*WORK INSTRUCTION:* Nothing in the records may be left out or altered; reproduce them all exactly.
__________________________________________________
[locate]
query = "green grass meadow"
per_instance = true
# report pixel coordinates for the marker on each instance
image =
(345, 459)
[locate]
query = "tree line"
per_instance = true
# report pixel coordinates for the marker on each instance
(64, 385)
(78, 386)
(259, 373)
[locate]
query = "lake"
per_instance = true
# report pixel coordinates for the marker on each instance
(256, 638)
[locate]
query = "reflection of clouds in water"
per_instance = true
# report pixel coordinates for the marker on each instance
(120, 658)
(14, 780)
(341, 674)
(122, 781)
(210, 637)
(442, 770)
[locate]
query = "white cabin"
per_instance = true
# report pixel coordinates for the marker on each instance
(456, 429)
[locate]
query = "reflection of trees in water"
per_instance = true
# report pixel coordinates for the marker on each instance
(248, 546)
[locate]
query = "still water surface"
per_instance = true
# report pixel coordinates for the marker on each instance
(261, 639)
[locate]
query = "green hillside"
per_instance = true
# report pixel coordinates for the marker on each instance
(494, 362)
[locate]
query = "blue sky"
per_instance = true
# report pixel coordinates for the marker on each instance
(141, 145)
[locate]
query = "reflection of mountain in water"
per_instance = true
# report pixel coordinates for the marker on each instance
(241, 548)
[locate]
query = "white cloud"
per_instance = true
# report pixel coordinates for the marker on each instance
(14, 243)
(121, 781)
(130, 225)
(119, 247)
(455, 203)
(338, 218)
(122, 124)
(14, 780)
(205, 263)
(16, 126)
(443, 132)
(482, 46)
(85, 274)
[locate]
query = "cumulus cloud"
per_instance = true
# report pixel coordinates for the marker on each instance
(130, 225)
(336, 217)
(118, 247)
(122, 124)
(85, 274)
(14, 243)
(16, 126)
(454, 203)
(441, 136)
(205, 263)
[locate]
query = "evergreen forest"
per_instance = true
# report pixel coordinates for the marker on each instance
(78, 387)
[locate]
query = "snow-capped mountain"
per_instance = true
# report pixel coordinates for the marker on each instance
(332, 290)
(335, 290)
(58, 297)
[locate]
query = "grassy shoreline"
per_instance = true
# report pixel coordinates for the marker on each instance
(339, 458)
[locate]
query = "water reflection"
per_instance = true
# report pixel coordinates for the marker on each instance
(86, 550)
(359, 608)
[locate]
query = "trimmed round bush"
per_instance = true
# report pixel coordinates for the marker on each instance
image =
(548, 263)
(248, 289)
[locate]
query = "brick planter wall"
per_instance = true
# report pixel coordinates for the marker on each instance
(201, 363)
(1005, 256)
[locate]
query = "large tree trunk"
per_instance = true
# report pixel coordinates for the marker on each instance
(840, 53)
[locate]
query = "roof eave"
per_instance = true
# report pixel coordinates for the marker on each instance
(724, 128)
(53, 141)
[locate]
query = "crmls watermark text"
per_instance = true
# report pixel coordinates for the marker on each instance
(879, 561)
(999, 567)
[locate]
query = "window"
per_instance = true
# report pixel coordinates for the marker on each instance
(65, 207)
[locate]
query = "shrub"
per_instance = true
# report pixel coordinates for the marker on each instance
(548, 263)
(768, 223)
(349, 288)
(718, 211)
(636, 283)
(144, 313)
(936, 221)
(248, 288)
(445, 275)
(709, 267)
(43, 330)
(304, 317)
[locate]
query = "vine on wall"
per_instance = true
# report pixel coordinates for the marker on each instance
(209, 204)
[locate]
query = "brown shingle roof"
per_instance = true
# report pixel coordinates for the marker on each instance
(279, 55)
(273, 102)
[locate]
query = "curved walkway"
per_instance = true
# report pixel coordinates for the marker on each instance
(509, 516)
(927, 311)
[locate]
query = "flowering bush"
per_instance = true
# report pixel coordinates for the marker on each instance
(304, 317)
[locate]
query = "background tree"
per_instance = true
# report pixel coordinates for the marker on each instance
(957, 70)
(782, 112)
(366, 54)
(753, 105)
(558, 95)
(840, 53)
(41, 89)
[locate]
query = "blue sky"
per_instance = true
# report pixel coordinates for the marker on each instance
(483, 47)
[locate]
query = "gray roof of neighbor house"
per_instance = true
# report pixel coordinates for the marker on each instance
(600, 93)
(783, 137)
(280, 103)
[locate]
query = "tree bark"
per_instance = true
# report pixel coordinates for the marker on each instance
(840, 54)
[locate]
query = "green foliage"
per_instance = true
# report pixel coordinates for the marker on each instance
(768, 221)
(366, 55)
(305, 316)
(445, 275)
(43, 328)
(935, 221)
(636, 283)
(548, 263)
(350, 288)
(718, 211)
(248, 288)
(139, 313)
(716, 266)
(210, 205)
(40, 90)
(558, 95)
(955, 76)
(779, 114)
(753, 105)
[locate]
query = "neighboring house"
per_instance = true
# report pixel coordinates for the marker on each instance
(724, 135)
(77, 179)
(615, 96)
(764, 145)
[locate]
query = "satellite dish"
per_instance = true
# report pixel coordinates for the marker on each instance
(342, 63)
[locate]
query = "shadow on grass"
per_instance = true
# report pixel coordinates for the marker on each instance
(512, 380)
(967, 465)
__________________________________________________
*EXERCISE ANSWER:*
[locate]
query = "green grass meadow"
per_instance = true
# report pixel coordinates for the marker on each instance
image =
(345, 459)
[locate]
query = "tree line"
per_instance = true
# report pixel coordinates for the marker on each instance
(64, 385)
(78, 386)
(259, 373)
[locate]
query = "lake"
per_instance = true
# report pixel coordinates for the marker on each instance
(256, 638)
[locate]
query = "reflection of clouds in water"
per_instance = true
# report pixel coordinates for the marker on each instance
(120, 658)
(14, 780)
(341, 674)
(122, 781)
(210, 637)
(442, 770)
[locate]
query = "white cabin"
per_instance = true
# report pixel coordinates for the marker on each instance
(456, 429)
[locate]
query = "reflection of trees in water"
per_instance = true
# report pixel coordinates for the marker on each instance
(248, 546)
[locate]
query = "still water surface"
per_instance = true
# report pixel coordinates for the marker on each instance
(261, 639)
[locate]
query = "green hillside"
per_instance = true
# report pixel coordinates for the marker on each instance
(494, 362)
[locate]
query = "blue sky"
per_instance = true
# report pixel coordinates for the marker on each instance
(141, 145)
[locate]
query = "reflection of mountain in water"
per_instance = true
# report pixel coordinates for the marker on each instance
(241, 548)
[locate]
query = "white cloud"
per_instance = true
# report pixel coordinates for the marker on each instance
(14, 243)
(121, 781)
(130, 225)
(119, 247)
(455, 203)
(338, 218)
(122, 124)
(14, 780)
(205, 263)
(16, 126)
(443, 132)
(482, 46)
(85, 274)
[locate]
query = "cumulus cloud"
per_instance = true
# report pixel coordinates for the marker on each instance
(130, 225)
(336, 217)
(118, 247)
(122, 124)
(85, 274)
(14, 243)
(16, 126)
(454, 203)
(441, 136)
(205, 263)
[locate]
query = "evergreen forest"
per_instance = true
# report pixel coordinates for the marker on each instance
(78, 387)
[locate]
query = "snow-capped mountain"
per_instance = true
# report pixel coordinates for the marker on each instance
(332, 290)
(335, 290)
(58, 297)
[locate]
query = "grassy shoreline"
per_instance = true
# report pixel coordinates for the marker on each instance
(339, 458)
[locate]
query = "water reflection"
per_instance = true
# report pixel coordinates for the marker on each instance
(86, 550)
(359, 608)
[locate]
query = "trimmed round bush"
per_instance = true
# report pixel coordinates for the marker on each instance
image =
(548, 263)
(248, 289)
[locate]
query = "brick planter wall"
per_instance = true
# report pixel coordinates for the marker on each instance
(201, 363)
(1005, 256)
[locate]
query = "large tree trunk"
per_instance = true
# report pixel coordinates for the marker on each instance
(840, 53)
[locate]
query = "roof eave"
per_instance = true
# report pixel coordinates for the marker on each instance
(724, 128)
(53, 141)
[locate]
query = "crmls watermark text"
per_instance = true
# report pixel coordinates for the marker on each instance
(879, 561)
(999, 567)
[locate]
query = "window"
per_instance = true
# report pixel coordinates for the marker on each instance
(65, 207)
[locate]
query = "shrub"
per_instance = true
# report pixel coordinates for the marker on each instance
(548, 263)
(768, 223)
(349, 288)
(718, 211)
(636, 283)
(144, 313)
(936, 221)
(248, 288)
(445, 275)
(709, 267)
(43, 330)
(304, 317)
[locate]
query = "vine on wall"
per_instance = true
# report pixel coordinates for the marker on each instance
(209, 204)
[locate]
query = "brown shingle roof"
per_instance = true
# report pixel coordinates for the marker on each instance
(279, 55)
(273, 102)
[locate]
query = "curved walkway"
per_instance = true
# report pixel coordinates for the marker on each instance
(509, 516)
(927, 311)
[locate]
query = "flowering bush"
per_instance = true
# report pixel coordinates for the marker on each instance
(304, 317)
[locate]
query = "background tree"
per_instance = true
# report pixel coordinates for the marker on each instance
(957, 70)
(782, 112)
(366, 54)
(753, 105)
(558, 95)
(840, 53)
(41, 89)
[locate]
query = "blue sky"
per_instance = true
# report pixel coordinates for the marker on each instance
(483, 47)
[locate]
query = "gray roof of neighbor house"
per_instance = true
# report pixel coordinates for the marker on each instance
(600, 93)
(783, 137)
(280, 103)
[locate]
query = "tree bark"
per_instance = true
# report pixel coordinates for the marker on each instance
(840, 54)
[locate]
query = "green foliage"
per_instance = true
# report pixel coordinates for the marker on each instance
(768, 221)
(366, 55)
(305, 316)
(445, 275)
(43, 328)
(935, 221)
(636, 283)
(548, 263)
(350, 288)
(718, 211)
(248, 288)
(139, 313)
(716, 266)
(210, 205)
(40, 90)
(558, 95)
(955, 76)
(779, 114)
(753, 105)
[locate]
query = "neighboring house"
per_instance = true
# report pixel coordinates for the marker on each instance
(724, 135)
(77, 179)
(615, 96)
(764, 145)
[locate]
query = "satellite dish"
per_instance = true
# report pixel coordinates for the marker on each instance
(342, 63)
[locate]
query = "shadow on grass"
per_instance = true
# report pixel coordinates for the marker on each instance
(512, 380)
(967, 465)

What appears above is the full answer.